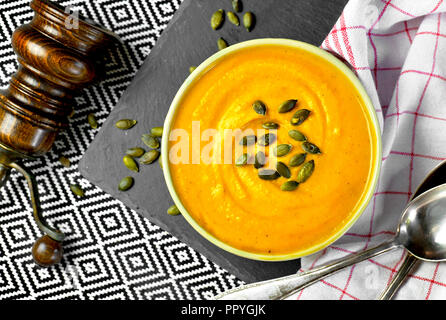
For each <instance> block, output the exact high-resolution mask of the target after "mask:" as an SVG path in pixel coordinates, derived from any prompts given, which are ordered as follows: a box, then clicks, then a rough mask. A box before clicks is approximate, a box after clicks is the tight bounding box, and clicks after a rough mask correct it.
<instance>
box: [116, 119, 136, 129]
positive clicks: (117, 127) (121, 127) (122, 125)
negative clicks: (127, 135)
mask: <svg viewBox="0 0 446 320" xmlns="http://www.w3.org/2000/svg"><path fill="white" fill-rule="evenodd" d="M136 122H137V121H136V120H131V119H122V120H119V121H118V122H116V124H115V126H116V128H118V129H121V130H128V129H130V128H132V127H133V126H134V125H135V124H136Z"/></svg>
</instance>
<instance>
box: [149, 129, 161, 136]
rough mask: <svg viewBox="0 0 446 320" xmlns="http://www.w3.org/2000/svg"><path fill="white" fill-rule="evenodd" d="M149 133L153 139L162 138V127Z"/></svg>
mask: <svg viewBox="0 0 446 320" xmlns="http://www.w3.org/2000/svg"><path fill="white" fill-rule="evenodd" d="M150 133H151V134H152V136H154V137H162V136H163V127H155V128H152V129H150Z"/></svg>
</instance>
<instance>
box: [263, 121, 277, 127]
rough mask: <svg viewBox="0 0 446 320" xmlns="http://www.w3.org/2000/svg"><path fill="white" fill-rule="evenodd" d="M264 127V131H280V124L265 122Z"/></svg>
mask: <svg viewBox="0 0 446 320" xmlns="http://www.w3.org/2000/svg"><path fill="white" fill-rule="evenodd" d="M262 127H263V128H264V129H278V128H279V124H278V123H275V122H265V123H264V124H262Z"/></svg>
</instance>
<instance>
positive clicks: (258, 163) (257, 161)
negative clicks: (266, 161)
mask: <svg viewBox="0 0 446 320" xmlns="http://www.w3.org/2000/svg"><path fill="white" fill-rule="evenodd" d="M265 163H266V157H265V154H264V153H263V152H262V151H259V152H257V154H256V156H255V158H254V168H256V169H260V168H261V167H263V166H264V165H265Z"/></svg>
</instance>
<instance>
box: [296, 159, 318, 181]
mask: <svg viewBox="0 0 446 320" xmlns="http://www.w3.org/2000/svg"><path fill="white" fill-rule="evenodd" d="M313 171H314V160H310V161H308V162H307V163H305V164H304V165H303V166H302V168H301V169H300V171H299V172H298V173H297V178H296V181H297V182H299V183H302V182H305V181H307V179H308V178H309V177H310V176H311V175H312V174H313Z"/></svg>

******

◆ Work to be completed
Extract every line above that contains the word "positive", and reproduce each such line in full.

◆ Exercise answer
positive clicks: (117, 127) (121, 127) (122, 125)
positive clicks: (258, 163) (257, 161)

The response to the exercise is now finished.